### Instructions to follow
Are you able to retype all the records below exactly?

### Data supplied
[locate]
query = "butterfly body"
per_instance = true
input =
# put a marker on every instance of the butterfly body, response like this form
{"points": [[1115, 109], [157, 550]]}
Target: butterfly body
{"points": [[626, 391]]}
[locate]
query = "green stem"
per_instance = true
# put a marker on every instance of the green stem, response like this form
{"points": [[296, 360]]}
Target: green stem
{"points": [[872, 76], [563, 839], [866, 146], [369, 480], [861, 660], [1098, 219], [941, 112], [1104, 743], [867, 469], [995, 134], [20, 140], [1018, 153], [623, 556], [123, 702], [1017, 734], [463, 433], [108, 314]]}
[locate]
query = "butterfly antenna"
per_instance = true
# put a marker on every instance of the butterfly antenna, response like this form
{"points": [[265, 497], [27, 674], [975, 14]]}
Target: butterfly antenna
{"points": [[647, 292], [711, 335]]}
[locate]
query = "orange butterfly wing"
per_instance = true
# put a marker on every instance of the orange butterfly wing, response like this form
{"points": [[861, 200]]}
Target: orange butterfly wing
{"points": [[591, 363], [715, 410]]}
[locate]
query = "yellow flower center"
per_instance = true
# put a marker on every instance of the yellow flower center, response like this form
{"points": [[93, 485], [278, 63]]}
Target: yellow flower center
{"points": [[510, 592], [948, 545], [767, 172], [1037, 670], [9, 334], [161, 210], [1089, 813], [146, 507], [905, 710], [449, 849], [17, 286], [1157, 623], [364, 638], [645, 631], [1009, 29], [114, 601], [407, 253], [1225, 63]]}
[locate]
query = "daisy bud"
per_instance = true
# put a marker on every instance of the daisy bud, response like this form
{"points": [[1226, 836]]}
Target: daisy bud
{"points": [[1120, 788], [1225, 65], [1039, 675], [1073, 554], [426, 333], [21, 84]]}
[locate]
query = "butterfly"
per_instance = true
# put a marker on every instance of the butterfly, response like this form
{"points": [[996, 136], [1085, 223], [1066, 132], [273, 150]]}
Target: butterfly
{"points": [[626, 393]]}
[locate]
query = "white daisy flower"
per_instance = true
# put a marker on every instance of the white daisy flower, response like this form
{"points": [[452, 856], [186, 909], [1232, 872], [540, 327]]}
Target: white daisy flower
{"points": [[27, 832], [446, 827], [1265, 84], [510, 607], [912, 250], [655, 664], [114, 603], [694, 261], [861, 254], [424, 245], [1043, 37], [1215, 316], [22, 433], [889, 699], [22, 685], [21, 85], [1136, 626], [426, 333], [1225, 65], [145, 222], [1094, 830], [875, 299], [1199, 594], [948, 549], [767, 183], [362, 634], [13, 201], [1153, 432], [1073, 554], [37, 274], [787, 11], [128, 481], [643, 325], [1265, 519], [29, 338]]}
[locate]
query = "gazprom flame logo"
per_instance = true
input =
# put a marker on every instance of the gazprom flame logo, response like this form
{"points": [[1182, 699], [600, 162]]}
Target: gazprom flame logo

### Output
[locate]
query = "butterfly body"
per_instance = true
input =
# put a marker on every instance of the butterfly body, response like this form
{"points": [[1115, 109], [157, 550]]}
Target: butterfly body
{"points": [[626, 391]]}
[locate]
query = "green stem"
per_instance = true
# put a marker on every instance of the green stem, response like this form
{"points": [[296, 360]]}
Target: green stem
{"points": [[872, 76], [563, 839], [866, 146], [369, 480], [861, 660], [1098, 219], [941, 112], [1104, 743], [867, 469], [995, 134], [20, 140], [1018, 153], [623, 556], [123, 702], [1017, 734], [463, 433], [108, 314]]}
[locate]
query = "butterfly antenna"
per_instance = true
# put a marker on every instance of the butterfly antenna, response like this form
{"points": [[265, 497], [27, 674], [975, 14]]}
Target: butterfly antenna
{"points": [[647, 292], [711, 335]]}
[locate]
query = "orange butterfly wing"
per_instance = true
# put a marker on every instance of the orange butterfly wing, response like this form
{"points": [[861, 200]]}
Target: orange butterfly wing
{"points": [[591, 363], [715, 410]]}
[locate]
query = "yellow flower center"
per_instance = true
# put a marker on every instance of the yellow flower center, response like this form
{"points": [[93, 485], [278, 63]]}
Target: yellow flower center
{"points": [[510, 592], [948, 545], [767, 172], [1037, 670], [9, 334], [161, 210], [1089, 813], [146, 507], [905, 710], [449, 849], [17, 286], [1157, 623], [364, 638], [645, 631], [1009, 29], [114, 601], [407, 253], [1225, 63]]}
[locate]
query = "daisy bud"
per_instance = true
# put a marker on every instance of the daisy bud, response like this form
{"points": [[1226, 836]]}
Target: daisy bud
{"points": [[1120, 788], [1225, 65], [1039, 675], [1073, 554], [426, 333], [21, 84]]}
[locate]
query = "butterfly"
per_instance = true
# put a marker on every instance of the butterfly, response like this form
{"points": [[996, 136], [1085, 223], [1066, 132], [273, 150]]}
Target: butterfly
{"points": [[626, 393]]}
[locate]
query = "white daisy flower"
per_instance = true
# put a marker on every instance of the white daisy flower, response like this form
{"points": [[452, 856], [186, 909], [1232, 872], [540, 327]]}
Target: white daisy flower
{"points": [[27, 832], [446, 827], [1265, 84], [510, 607], [912, 250], [655, 664], [114, 603], [694, 261], [861, 254], [424, 245], [1043, 37], [1215, 316], [22, 433], [889, 699], [22, 685], [21, 85], [1136, 626], [426, 333], [1225, 65], [145, 222], [1094, 830], [875, 299], [1199, 594], [948, 549], [767, 183], [362, 634], [13, 201], [1153, 432], [1073, 554], [37, 274], [787, 11], [128, 481], [643, 325], [1265, 519], [29, 338]]}
[locate]
query = "gazprom flame logo"
per_instance = true
input =
# put a marker on every instance of the gazprom flame logo, response like this form
{"points": [[1182, 699], [600, 162]]}
Target: gazprom flame logo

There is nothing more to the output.